-------- Passage fourni

Parasitisme économique, comment le démasquer ?

L’imitation d’un produit peut constituer un acte parasitaire fautif au titre de la responsabilité civile de l’article 1240 du Code civil.

Retour sur l’arrêt de Chambre Commerciale de la Cour de Cassation du 26 juin 2024[1] et du litige ayant opposé les sociétés Decathlon aux sociétés Intersport et Phoenix Group.

Le contexte

La société Decathlon SE a commercialisé un masque intégral au tuba intégré dit « Easybreath » ayant la particularité d’éviter l’apparition de buée ou de gêne respiratoire. Elle est titulaire d’un modèle communautaire sur casque intégral au tuba intégré. Une licence a été consentie sur ce modèle à la société Decathlon France.

La société Intersport France a acquis, auprès de la société de droit allemand Phoenix Group, des masques intégraux au tuba intégré référencés « Tecnopro ».

Les sociétés Decathlon ont assigné les sociétés Intersport et Phoenix en contrefaçon de dessin et modèle communautaire enregistré, en concurrence déloyale et en parasitisme. A titre reconventionnel, la société Intersport a demandé la nullité du modèle communautaire.

La décision de la Cour d’Appel de Paris du 28 janvier2022

Il est intéressant de préciser que la Cour d’appel de Paris avait rejeté le grief de contrefaçon et celui de concurrence déloyale.

Sur le terrain de la contrefaçon, la Cour d’appel a considéré que la plupart des ressemblances existant entre les produits en présence ressortaient de caractéristiques imposées par des considérations techniques et qu’il ressortait des différences entre les masques une impression visuelle globale différente.

Sur le terrain de la concurrence déloyale, la Cour d’appel a estimé qu’en raison des différences existantes entre les modèles, il n’était pas démontré de risque de confusion, critère déterminant pour retenir le grief de concurrence déloyale.

Le rappel de la définition du parasitisme

La Cour de Cassation rappelle la définition consacrée par la jurisprudence selon laquelle le parasitisme économique est « une forme de déloyauté, constitutive d'une faute au sens de l'article 1240 du code civil, qui consiste, pour un opérateur économique, à se placer dans le sillage d'un autre afin de tirer indûment profit de ses efforts, de son savoir-faire, de la notoriété acquise ou des investissements consentis ».

----------------
-------- Données brutes

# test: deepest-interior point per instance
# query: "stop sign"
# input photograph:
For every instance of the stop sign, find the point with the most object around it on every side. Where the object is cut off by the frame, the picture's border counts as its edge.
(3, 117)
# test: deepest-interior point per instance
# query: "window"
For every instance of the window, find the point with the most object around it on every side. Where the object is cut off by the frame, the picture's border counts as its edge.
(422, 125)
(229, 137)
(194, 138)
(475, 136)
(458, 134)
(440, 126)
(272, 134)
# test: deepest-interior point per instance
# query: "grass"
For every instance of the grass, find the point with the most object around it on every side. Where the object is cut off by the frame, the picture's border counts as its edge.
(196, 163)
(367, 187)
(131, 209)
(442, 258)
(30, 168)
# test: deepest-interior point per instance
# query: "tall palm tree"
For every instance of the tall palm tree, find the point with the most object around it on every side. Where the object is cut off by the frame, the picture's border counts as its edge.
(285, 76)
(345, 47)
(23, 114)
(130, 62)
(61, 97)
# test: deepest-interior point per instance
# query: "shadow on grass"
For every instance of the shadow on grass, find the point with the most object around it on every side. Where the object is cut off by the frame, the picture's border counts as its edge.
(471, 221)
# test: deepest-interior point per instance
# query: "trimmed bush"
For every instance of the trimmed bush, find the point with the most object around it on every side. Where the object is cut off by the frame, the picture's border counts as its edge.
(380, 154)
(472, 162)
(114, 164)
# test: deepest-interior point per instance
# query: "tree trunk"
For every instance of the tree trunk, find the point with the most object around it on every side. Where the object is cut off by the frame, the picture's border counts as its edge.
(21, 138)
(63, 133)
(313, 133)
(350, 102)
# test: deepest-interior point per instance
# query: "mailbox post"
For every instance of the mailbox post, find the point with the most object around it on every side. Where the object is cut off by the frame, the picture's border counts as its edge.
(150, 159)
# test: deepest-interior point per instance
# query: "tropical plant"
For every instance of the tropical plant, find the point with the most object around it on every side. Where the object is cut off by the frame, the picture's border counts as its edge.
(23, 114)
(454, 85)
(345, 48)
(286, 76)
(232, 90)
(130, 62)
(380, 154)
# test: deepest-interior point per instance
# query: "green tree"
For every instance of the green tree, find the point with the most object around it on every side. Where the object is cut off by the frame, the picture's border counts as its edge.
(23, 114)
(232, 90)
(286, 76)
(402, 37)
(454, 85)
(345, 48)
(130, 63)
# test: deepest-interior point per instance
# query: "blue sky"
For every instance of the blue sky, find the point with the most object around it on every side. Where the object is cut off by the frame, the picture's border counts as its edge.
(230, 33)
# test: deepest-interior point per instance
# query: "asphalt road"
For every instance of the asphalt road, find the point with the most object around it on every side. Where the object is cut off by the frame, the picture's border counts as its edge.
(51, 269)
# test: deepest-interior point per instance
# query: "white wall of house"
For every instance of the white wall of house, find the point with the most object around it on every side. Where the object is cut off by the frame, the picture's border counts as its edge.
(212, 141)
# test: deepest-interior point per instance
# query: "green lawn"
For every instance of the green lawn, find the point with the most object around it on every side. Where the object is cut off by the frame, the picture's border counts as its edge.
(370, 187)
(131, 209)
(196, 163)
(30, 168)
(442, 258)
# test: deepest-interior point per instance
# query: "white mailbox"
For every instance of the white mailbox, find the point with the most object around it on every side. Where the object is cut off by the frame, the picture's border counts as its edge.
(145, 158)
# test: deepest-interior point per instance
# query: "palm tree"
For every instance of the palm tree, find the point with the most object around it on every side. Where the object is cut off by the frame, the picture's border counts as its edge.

----------------

Consigne énoncée 1:
Recopiez le passage de l'article sur le parasitisme économique compris entre « L’imitation d’un produit » et « société Decathlon France. », ces deux extrémités incluses.
Consigne énoncée 2:
Reprenez l'article sur le parasitisme économique là où il s'interrompt et poursuivez sa rédaction.

Résultat de l'exercice 1:
L’imitation d’un produit peut constituer un acte parasitaire fautif au titre de la responsabilité civile de l’article 1240 du Code civil.

Retour sur l’arrêt de Chambre Commerciale de la Cour de Cassation du 26 juin 2024[1] et du litige ayant opposé les sociétés Decathlon aux sociétés Intersport et Phoenix Group.

Le contexte

La société Decathlon SE a commercialisé un masque intégral au tuba intégré dit « Easybreath » ayant la particularité d’éviter l’apparition de buée ou de gêne respiratoire. Elle est titulaire d’un modèle communautaire sur casque intégral au tuba intégré. Une licence a été consentie sur ce modèle à la société Decathlon France.

Résultat de l'exercice 2:
Deux critères doivent être observés pour pouvoir caractériser un comportement parasitaire :

- La victime doit démontrer la valeur économique individualisée du travail qu'il invoque,

- La victime doit démontrer la volonté d'un tiers de se placer dans son sillage.

L’arrêt de la Cour de Cassation vient éclairer cette notion de « valeur économique individualisée ».

La Cour rappelle que le savoir-faire et les efforts humains et financiers propres à caractériser une valeur économique identifiée et individualisée ne peuvent se déduire de la seule longévité et du succès de la commercialisation d’un produit.

Les idées étant de libre parcours, le seul fait de reprendre, en le déclinant, un concept mis en œuvre par un concurrent ne constitue pas, en soi, un acte de parasitisme.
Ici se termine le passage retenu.